• _REQUIRED TASK_: List every line of the entries below that contains the string "image". Treat the match as case-sensitive.

• _EXTRACTED INFORMATION_:
========
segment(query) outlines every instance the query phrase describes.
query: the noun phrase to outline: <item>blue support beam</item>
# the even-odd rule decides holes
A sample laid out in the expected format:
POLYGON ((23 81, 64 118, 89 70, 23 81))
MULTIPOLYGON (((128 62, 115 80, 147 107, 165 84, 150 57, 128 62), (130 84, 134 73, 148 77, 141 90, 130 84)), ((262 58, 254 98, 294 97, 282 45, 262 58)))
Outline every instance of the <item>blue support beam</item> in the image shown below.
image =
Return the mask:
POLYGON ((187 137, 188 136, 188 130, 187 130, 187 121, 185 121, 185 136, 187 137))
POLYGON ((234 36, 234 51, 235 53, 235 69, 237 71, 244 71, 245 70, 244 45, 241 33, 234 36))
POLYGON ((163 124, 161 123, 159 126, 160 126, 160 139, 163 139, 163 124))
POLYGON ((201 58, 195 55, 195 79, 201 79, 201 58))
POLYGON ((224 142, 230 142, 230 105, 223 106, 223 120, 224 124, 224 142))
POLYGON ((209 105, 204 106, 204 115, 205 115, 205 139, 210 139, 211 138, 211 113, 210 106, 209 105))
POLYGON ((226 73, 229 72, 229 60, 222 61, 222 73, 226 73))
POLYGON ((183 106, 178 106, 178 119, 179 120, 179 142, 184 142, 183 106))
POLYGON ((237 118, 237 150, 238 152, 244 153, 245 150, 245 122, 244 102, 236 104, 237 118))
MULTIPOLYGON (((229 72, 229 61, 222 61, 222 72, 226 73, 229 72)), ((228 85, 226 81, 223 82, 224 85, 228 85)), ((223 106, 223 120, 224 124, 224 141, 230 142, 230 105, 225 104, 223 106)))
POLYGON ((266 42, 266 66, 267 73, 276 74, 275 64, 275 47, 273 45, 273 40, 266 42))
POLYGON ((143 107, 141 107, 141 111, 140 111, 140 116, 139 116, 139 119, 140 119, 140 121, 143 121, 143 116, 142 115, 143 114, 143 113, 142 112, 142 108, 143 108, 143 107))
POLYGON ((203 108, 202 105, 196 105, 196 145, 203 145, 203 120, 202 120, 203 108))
========
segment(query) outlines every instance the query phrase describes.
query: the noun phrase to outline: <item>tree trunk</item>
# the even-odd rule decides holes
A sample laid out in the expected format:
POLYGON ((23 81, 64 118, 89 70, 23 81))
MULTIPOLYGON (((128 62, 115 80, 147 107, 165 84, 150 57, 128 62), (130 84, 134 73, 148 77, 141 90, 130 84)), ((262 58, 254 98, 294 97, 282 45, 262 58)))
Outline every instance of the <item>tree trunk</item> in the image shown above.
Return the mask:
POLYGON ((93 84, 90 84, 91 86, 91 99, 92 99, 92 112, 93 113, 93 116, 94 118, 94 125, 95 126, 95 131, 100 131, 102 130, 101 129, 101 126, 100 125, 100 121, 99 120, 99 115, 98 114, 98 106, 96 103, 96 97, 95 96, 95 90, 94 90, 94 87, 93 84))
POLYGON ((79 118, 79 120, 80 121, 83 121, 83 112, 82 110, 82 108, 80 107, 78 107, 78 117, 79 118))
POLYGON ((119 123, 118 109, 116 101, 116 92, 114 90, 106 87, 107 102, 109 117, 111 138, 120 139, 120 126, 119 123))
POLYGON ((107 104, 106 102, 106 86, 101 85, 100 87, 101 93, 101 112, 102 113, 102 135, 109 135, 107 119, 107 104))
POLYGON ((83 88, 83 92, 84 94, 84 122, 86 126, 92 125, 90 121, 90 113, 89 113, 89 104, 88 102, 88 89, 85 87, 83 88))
========
• _OUTPUT OF THE EXERCISE_:
Outline every instance of the <item>blue support beam</item> in the image shown below.
image =
Outline every instance of the <item>tree trunk</item> in the image shown above.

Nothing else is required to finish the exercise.